Your instructions =>
Show each line of the material below that contains the word "goalkeeper". Letter case matters.

[Dataset records]
★ ★ ★ ★ ★ ★ ★
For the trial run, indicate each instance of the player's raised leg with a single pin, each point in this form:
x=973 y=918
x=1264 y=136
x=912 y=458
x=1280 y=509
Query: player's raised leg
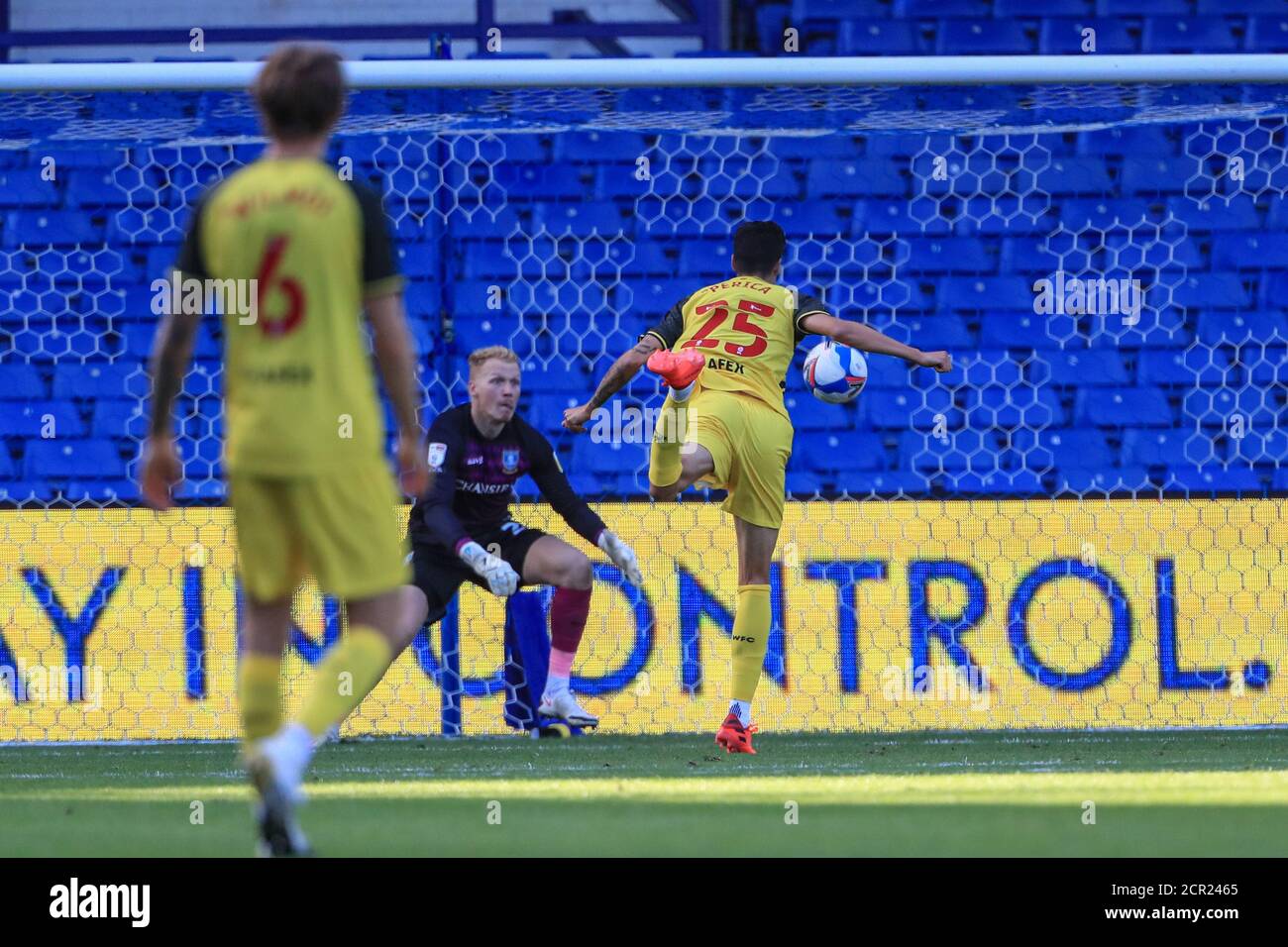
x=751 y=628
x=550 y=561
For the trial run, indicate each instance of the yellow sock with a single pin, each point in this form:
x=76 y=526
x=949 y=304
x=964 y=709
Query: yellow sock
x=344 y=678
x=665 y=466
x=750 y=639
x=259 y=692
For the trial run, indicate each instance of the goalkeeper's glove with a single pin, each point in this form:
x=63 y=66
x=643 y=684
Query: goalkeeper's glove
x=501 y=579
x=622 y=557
★ ★ ★ ★ ★ ★ ★
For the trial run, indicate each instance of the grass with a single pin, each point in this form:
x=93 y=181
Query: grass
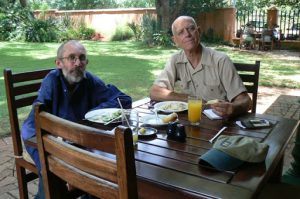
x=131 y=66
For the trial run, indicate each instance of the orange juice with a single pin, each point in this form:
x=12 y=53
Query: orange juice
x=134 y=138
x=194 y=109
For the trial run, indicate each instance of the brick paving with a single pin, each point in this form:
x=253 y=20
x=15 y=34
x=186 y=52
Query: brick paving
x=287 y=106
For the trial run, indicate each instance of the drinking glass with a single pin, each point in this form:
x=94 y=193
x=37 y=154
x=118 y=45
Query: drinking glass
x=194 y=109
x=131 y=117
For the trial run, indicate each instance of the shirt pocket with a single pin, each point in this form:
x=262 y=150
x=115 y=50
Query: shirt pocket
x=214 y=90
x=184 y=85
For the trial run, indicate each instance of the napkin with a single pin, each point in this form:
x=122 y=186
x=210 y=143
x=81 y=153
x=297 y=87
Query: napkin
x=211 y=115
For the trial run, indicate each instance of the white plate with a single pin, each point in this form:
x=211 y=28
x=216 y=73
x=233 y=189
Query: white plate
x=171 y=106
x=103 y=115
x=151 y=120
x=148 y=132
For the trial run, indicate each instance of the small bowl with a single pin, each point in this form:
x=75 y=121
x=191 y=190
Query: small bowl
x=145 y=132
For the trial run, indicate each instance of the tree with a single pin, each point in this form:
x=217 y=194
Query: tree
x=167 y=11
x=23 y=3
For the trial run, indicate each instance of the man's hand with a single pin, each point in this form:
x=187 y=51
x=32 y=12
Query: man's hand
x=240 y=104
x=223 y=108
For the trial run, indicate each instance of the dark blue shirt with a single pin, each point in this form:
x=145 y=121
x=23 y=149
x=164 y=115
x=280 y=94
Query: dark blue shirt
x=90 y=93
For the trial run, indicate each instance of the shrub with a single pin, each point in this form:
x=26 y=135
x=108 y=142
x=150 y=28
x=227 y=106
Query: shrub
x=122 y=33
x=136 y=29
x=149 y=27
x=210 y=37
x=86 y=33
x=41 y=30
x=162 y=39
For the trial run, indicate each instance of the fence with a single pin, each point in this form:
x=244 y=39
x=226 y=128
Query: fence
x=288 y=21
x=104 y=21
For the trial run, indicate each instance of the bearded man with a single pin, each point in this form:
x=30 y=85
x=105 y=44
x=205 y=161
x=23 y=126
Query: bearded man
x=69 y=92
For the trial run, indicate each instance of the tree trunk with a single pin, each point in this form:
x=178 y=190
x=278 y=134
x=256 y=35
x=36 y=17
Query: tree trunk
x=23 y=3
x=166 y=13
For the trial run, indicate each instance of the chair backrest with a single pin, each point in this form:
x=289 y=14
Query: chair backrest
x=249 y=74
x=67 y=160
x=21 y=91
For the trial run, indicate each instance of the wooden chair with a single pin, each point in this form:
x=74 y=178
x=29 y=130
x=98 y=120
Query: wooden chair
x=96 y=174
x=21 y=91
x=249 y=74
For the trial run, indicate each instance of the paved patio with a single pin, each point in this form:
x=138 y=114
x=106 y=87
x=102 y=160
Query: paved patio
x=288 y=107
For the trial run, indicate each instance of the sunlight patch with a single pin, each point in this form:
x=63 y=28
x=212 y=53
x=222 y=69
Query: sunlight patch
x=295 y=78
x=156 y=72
★ ★ ★ ★ ★ ★ ★
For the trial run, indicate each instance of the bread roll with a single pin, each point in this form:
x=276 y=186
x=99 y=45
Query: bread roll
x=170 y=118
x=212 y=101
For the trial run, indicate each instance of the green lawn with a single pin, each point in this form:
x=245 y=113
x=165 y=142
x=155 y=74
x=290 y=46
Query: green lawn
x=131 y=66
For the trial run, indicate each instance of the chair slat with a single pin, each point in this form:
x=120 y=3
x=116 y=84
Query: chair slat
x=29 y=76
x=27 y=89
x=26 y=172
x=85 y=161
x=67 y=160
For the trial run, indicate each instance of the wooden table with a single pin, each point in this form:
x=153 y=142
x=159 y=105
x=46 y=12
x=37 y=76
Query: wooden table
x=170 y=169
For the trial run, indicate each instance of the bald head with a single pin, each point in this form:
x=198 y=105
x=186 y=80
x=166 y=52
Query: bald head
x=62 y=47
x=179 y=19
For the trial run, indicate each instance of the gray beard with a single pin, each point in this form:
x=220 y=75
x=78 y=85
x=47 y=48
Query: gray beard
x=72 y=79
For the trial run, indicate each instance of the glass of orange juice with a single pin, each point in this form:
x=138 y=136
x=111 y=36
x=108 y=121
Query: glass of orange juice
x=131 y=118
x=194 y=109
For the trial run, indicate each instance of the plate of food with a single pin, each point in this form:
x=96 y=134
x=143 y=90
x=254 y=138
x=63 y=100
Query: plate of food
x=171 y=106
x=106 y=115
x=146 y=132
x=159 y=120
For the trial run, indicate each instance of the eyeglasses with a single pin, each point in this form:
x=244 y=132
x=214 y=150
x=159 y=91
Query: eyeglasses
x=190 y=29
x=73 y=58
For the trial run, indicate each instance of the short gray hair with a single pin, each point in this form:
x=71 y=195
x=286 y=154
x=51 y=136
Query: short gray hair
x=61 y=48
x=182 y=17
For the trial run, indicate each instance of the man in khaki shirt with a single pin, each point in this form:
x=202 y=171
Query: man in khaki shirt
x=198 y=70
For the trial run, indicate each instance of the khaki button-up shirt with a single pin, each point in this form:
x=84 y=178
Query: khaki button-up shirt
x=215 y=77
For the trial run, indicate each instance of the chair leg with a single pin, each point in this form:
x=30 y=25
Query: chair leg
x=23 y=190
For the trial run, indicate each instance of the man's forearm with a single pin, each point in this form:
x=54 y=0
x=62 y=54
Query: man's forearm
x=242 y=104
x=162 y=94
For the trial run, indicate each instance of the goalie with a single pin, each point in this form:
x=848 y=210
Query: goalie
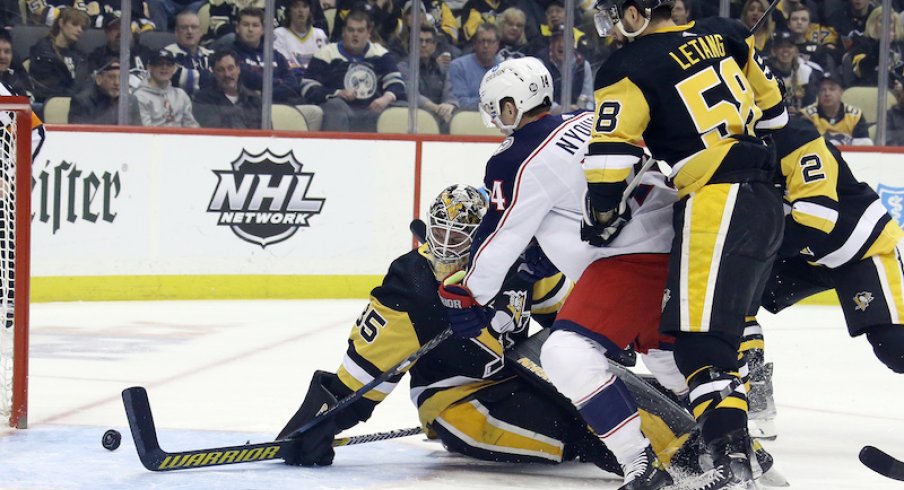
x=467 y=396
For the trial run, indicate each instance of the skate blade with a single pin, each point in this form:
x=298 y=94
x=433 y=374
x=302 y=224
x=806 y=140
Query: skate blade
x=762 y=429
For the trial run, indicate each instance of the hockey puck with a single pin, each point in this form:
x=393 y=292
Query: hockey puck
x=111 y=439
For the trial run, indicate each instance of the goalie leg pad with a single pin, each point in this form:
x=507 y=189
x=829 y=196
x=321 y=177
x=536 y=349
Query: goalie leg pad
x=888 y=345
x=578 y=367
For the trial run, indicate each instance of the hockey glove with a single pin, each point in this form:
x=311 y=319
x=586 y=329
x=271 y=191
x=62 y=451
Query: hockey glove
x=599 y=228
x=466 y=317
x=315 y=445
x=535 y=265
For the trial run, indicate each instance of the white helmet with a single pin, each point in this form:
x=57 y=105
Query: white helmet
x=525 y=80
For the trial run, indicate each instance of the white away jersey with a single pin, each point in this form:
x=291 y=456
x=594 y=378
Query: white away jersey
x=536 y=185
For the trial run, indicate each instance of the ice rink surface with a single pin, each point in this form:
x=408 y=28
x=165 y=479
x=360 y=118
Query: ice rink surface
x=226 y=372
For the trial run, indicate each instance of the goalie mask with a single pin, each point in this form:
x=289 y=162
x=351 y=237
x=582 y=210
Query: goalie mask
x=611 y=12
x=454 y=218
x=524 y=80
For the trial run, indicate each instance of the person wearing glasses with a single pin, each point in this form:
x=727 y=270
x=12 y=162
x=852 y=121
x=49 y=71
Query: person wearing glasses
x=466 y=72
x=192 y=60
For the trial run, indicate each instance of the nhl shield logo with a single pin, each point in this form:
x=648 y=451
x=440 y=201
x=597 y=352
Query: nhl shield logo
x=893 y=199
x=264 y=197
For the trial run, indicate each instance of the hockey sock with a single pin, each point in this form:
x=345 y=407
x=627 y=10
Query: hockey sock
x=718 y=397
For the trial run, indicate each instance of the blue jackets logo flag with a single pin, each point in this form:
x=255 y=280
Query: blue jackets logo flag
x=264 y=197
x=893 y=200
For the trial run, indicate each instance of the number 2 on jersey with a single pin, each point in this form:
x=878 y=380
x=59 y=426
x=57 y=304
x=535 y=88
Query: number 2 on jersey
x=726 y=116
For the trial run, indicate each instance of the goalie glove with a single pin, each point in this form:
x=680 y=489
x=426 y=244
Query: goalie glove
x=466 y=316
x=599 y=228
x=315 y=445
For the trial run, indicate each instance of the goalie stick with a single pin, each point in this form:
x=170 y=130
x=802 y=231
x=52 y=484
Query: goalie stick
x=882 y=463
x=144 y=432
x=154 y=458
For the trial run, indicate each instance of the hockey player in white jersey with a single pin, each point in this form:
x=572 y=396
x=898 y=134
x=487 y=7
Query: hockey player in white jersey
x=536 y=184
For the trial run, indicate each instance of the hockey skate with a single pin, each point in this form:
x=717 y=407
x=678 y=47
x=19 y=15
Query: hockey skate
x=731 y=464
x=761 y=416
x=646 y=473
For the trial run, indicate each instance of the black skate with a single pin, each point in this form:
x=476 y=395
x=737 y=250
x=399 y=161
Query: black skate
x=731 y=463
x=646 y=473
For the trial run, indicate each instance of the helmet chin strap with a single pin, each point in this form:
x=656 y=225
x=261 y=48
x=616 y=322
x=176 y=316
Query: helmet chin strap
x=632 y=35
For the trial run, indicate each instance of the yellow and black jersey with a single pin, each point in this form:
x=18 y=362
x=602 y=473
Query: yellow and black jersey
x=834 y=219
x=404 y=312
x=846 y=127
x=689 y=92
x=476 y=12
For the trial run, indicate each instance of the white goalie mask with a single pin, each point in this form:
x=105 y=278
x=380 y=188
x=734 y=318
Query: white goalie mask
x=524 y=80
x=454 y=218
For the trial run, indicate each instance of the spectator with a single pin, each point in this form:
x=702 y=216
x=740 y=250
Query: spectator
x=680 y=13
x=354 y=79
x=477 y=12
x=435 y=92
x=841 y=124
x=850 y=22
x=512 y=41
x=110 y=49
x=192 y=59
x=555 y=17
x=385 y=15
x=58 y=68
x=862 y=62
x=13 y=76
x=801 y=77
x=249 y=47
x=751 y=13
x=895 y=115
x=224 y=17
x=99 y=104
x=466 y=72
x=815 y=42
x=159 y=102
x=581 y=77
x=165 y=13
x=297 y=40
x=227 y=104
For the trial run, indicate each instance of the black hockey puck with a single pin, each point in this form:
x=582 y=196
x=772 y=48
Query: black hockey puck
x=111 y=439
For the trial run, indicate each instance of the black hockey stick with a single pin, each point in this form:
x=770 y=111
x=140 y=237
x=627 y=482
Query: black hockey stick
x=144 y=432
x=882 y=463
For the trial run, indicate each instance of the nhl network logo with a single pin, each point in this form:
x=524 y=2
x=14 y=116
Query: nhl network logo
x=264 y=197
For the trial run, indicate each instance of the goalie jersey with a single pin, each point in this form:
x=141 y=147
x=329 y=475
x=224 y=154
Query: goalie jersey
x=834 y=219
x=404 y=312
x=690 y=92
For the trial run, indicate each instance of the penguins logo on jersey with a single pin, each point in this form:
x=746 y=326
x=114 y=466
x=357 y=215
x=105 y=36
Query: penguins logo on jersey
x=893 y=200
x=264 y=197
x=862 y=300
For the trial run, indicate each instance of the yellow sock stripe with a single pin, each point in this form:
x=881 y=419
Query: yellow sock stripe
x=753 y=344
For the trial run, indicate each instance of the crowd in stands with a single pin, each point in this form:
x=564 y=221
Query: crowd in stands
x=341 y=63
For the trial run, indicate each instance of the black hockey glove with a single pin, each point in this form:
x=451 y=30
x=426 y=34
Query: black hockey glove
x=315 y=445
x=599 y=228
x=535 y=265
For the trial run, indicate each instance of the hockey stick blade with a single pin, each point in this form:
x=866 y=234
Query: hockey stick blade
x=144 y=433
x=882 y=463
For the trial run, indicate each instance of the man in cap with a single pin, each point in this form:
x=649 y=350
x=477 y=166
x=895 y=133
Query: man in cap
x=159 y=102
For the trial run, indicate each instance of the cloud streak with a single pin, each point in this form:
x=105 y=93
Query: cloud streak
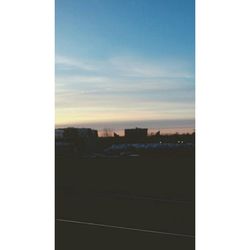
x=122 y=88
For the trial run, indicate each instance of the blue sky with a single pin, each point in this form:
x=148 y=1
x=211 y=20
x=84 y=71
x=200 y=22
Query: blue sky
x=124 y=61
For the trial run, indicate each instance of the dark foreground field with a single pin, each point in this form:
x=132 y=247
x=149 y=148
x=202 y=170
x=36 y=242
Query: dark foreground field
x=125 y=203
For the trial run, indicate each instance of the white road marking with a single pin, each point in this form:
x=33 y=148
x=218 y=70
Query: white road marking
★ ★ ★ ★ ★ ★ ★
Result of this exercise =>
For the trial run, indicate each instance of the goalkeeper's glove with a single pin, each point in this form:
Query: goalkeeper's glove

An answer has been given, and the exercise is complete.